**Voci di puntamento di oggetti etichettati**

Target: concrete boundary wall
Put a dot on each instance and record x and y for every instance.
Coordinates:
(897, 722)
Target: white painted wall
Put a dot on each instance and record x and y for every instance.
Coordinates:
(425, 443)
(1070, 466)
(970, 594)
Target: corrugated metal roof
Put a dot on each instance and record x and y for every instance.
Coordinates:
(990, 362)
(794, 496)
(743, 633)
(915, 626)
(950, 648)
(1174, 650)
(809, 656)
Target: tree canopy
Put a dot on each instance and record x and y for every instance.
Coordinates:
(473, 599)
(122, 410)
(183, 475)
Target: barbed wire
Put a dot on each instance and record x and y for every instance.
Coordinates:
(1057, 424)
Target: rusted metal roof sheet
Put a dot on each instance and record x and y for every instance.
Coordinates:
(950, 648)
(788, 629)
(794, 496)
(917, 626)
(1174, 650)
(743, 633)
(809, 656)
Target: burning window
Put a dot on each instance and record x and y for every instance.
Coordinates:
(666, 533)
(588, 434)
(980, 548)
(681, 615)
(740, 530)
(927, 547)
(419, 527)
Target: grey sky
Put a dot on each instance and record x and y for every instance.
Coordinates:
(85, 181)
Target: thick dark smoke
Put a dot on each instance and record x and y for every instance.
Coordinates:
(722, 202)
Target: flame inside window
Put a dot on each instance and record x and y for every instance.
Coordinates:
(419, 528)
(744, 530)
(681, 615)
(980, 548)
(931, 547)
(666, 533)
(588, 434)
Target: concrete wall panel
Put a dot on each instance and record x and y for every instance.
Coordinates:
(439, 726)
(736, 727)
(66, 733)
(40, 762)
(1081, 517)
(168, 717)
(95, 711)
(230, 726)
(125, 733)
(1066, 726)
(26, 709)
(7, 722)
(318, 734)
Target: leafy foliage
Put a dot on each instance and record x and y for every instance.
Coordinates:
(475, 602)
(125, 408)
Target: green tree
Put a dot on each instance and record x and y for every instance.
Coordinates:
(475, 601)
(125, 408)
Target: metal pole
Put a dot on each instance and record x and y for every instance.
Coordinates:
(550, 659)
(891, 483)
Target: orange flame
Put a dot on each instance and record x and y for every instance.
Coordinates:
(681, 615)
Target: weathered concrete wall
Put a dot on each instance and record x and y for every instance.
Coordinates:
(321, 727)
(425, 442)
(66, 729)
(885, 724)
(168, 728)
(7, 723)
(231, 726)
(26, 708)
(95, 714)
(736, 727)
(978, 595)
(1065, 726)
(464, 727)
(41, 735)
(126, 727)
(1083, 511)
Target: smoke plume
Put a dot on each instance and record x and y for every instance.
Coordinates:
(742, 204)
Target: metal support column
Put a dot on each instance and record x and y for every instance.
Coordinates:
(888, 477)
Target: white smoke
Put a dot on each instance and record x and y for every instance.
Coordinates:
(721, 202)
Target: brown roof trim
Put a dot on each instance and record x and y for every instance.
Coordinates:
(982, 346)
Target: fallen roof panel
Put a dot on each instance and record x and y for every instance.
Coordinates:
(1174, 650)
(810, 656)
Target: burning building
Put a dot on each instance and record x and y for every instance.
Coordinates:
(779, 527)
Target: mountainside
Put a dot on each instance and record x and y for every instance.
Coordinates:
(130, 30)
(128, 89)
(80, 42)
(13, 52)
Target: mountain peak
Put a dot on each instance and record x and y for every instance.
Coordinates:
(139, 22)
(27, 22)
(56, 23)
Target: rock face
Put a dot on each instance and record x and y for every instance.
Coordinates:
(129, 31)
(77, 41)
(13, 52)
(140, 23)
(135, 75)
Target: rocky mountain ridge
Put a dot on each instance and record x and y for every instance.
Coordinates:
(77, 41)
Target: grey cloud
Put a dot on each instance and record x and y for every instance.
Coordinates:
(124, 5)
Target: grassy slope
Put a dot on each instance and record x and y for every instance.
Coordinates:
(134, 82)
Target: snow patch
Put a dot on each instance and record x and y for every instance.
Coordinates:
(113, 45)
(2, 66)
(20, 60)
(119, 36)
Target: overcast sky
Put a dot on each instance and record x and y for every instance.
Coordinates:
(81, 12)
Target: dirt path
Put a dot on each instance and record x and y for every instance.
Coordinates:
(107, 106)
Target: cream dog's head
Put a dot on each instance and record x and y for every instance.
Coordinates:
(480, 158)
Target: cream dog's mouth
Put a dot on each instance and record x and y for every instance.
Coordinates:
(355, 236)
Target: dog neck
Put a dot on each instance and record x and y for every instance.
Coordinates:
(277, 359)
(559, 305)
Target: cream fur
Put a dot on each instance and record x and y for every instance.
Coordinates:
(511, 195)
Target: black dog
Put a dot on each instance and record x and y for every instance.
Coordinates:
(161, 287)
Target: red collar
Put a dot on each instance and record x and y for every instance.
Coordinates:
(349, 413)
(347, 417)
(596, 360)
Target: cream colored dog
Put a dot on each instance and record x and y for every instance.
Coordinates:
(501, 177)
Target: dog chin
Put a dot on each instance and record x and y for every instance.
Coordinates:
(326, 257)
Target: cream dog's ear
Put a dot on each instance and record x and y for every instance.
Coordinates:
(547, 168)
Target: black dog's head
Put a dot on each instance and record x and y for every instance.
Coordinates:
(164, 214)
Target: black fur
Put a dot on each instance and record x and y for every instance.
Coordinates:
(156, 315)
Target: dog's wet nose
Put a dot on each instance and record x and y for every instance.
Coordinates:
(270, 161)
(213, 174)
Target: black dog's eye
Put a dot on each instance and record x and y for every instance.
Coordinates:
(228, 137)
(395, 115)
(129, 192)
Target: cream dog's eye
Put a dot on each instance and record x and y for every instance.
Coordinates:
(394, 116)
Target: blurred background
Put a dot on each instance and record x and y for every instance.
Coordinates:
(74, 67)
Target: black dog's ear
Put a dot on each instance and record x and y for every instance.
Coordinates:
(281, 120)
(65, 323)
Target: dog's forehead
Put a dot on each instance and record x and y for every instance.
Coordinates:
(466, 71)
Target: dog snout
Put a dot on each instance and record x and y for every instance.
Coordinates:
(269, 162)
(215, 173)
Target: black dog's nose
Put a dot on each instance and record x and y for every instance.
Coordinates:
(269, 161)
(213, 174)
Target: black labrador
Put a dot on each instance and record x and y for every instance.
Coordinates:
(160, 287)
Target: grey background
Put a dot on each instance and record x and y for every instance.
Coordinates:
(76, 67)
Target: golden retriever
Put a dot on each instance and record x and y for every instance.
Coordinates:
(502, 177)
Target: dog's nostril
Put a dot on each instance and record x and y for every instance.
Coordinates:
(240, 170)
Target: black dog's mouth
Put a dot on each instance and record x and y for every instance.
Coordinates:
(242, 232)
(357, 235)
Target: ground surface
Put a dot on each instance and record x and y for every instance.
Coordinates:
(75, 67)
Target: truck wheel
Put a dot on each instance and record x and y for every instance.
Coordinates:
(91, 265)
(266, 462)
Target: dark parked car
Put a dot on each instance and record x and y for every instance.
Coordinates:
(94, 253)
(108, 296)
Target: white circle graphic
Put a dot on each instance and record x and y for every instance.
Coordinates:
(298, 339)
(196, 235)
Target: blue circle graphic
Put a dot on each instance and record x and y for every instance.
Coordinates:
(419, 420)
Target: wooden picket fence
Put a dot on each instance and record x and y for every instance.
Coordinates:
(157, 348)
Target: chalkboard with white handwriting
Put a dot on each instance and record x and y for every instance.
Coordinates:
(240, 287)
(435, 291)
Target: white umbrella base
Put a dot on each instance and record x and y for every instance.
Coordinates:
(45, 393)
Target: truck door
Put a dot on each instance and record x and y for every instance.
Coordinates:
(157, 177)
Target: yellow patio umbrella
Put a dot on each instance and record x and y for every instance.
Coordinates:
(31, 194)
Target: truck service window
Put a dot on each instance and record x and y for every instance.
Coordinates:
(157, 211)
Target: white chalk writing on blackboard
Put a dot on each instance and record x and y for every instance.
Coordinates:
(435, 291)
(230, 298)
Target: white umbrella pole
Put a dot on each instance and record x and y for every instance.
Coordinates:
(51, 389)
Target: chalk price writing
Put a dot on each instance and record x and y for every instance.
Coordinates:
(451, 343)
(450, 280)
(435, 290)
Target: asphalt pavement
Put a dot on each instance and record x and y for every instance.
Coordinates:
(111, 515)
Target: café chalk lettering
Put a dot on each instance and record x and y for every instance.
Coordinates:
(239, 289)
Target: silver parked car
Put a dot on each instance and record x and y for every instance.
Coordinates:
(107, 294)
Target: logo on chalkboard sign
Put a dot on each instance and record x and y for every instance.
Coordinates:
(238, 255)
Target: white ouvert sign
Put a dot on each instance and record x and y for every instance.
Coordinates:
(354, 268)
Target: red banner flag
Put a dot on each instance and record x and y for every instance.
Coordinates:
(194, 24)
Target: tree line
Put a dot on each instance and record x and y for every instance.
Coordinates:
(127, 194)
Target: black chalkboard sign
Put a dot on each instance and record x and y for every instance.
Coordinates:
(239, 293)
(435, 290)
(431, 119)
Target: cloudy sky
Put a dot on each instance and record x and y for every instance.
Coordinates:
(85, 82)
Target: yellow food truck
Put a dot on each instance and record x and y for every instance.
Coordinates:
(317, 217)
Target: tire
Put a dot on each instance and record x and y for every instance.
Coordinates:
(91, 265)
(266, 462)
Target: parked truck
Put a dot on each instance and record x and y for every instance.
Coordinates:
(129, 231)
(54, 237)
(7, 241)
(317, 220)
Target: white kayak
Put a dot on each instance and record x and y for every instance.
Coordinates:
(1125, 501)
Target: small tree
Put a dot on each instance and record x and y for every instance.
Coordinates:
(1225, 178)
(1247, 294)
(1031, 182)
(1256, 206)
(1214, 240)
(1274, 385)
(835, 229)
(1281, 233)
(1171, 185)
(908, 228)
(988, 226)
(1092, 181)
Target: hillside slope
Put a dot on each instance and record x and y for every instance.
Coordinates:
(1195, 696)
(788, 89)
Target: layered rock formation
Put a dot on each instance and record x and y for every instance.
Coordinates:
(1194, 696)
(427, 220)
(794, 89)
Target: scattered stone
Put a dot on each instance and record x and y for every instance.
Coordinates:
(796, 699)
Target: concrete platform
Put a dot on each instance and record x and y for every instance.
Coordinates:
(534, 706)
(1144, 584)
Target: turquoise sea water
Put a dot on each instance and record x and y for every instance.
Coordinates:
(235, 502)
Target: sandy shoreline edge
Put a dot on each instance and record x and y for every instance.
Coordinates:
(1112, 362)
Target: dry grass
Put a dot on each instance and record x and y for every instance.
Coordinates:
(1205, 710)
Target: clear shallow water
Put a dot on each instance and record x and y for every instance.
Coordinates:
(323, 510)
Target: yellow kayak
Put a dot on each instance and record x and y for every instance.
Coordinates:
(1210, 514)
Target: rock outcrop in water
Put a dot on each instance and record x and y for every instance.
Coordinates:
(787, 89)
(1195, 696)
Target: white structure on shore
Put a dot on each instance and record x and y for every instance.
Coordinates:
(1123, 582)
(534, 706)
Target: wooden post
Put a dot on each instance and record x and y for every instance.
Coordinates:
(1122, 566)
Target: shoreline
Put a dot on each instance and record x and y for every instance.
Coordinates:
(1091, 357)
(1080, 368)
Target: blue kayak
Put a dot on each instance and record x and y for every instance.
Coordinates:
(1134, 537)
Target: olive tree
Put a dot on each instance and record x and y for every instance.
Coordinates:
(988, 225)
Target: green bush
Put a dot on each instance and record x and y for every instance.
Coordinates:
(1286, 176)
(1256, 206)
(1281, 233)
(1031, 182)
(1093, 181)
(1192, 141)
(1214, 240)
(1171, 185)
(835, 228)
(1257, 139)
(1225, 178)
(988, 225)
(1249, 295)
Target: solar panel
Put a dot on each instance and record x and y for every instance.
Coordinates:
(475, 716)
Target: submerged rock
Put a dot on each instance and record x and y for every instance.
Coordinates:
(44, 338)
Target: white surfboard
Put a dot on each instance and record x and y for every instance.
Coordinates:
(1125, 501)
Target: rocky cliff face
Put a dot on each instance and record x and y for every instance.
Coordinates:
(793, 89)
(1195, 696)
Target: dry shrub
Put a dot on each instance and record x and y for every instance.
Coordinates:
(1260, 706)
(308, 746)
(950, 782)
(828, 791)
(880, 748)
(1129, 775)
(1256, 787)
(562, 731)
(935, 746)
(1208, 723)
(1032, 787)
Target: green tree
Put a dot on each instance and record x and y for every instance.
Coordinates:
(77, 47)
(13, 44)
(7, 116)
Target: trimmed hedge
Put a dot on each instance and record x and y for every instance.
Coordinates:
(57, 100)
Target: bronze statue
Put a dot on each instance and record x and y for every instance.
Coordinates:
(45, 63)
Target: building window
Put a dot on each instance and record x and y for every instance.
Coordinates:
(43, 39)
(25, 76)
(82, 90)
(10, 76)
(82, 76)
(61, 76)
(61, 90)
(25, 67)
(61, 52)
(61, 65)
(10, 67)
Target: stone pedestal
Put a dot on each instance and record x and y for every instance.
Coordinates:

**Esercizio assegnato**
Restituisca come elenco JSON di stringhe, una per ciascuna riga e senza le righe vuote, soltanto le righe che partono dall'inizio delle voci e arrivano fino alla riga che contiene "(1057, 424)", entrambe comprese.

**Risultato**
[
  "Target: concrete boundary wall",
  "Put a dot on each instance and record x and y for every instance.",
  "Coordinates:",
  "(897, 722)",
  "Target: white painted wall",
  "Put a dot on each instance and record x and y for every instance.",
  "Coordinates:",
  "(425, 443)",
  "(1070, 466)",
  "(970, 594)",
  "Target: corrugated metal roof",
  "Put a dot on each instance and record x and y for every instance.",
  "Coordinates:",
  "(990, 362)",
  "(794, 496)",
  "(743, 633)",
  "(915, 626)",
  "(950, 648)",
  "(1174, 650)",
  "(809, 656)",
  "Target: tree canopy",
  "Put a dot on each instance and record x and y for every instance.",
  "Coordinates:",
  "(473, 599)",
  "(122, 410)",
  "(183, 475)",
  "Target: barbed wire",
  "Put a dot on each instance and record x and y for every instance.",
  "Coordinates:",
  "(1057, 424)"
]